Reproduce the listing below word for word, every line in its original order.

---- Exercise material

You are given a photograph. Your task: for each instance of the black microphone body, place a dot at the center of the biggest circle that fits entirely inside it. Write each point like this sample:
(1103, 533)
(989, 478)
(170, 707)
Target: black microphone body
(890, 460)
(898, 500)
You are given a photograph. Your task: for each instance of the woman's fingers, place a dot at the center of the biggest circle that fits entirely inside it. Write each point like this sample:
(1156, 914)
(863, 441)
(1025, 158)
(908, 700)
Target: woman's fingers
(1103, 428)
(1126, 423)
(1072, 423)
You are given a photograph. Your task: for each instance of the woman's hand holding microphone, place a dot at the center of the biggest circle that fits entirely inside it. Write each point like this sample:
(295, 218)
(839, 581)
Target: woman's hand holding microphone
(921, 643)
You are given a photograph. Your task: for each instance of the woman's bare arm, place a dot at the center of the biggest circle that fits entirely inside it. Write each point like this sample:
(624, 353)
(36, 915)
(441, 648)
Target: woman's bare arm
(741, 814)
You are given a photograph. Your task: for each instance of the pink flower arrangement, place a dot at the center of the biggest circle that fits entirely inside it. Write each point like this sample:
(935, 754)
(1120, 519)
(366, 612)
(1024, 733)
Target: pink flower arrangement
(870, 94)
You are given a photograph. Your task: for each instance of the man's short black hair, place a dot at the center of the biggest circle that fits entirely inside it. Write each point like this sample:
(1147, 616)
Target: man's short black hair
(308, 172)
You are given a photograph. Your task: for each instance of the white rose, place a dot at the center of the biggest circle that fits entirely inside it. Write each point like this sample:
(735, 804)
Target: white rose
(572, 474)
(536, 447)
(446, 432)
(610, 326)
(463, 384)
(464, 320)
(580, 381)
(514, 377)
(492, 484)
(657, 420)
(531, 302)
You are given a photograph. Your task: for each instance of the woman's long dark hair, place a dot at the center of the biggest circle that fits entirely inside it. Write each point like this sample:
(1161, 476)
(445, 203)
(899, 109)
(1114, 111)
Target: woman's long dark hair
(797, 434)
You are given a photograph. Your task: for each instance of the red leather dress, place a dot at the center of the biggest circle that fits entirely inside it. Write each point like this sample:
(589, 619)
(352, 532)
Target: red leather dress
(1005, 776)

--------

Finished answer >>
You are given a photograph. Your task: for each instance of the black microphone body, place a dot at the center of the biggest circle that fits entirely inside it. Write each point like this sample:
(1103, 533)
(989, 478)
(170, 707)
Target: black microphone body
(890, 460)
(898, 500)
You are given a photograph. Your task: for each instance of the woman's fingers, place a dot at the center of the biggest circle that fits entirely inside it. Write each point like this sample:
(1156, 914)
(863, 441)
(1025, 158)
(908, 700)
Target: woman's fingers
(1103, 428)
(1126, 423)
(1072, 423)
You are given a photograph. Your task: for each instance of the woman's hand holding microphone, place a dot at the center of the biggest circle that fits entirely inside it. Write each point like this sample:
(295, 218)
(839, 581)
Target: woman's hand holding microphone
(921, 643)
You are given a photograph. Your task: for each instance of the woman's bare arm, place a dot at the center of the biggest circle that fits entirely inside it. Write each point like this sample:
(624, 353)
(36, 915)
(441, 648)
Target: woman's bare arm
(741, 814)
You are given a photograph. Your task: for each instance of the pink flower arrangement, place a dot at the center of the biggest circle that fits entirely inside it. Write each point like this sample:
(935, 754)
(1120, 519)
(366, 612)
(1024, 733)
Target: pink flower arrangement
(870, 94)
You are given a photograph. Your task: for each instance of the man's short black hair, place a dot at the center of the biggest circle that fits entirely inside it. Write each point like this sample:
(1147, 616)
Target: man's short black hair
(308, 172)
You are given a photograph. Your task: for each instance of the white rose, place a dot at the center of the biggest circle that fits entirely inside it. Write each point like this sample:
(735, 804)
Target: white rose
(572, 474)
(536, 447)
(446, 432)
(610, 326)
(463, 384)
(464, 320)
(580, 381)
(514, 377)
(492, 484)
(657, 420)
(531, 302)
You are given a photograph. Your task: for each instance of the woman's long dark hair, place a dot at the center of the biggest circle that fits entirely inside it. Write each point like this sample:
(1161, 476)
(445, 203)
(899, 109)
(1114, 111)
Target: woman's long dark hair
(797, 434)
You are given a photograph. Your task: for each instance of the red leather dress, place a dot at the center of the biggest circle that fits entirely inside it. Write each point like this sample:
(589, 619)
(352, 532)
Target: red leather dress
(1005, 776)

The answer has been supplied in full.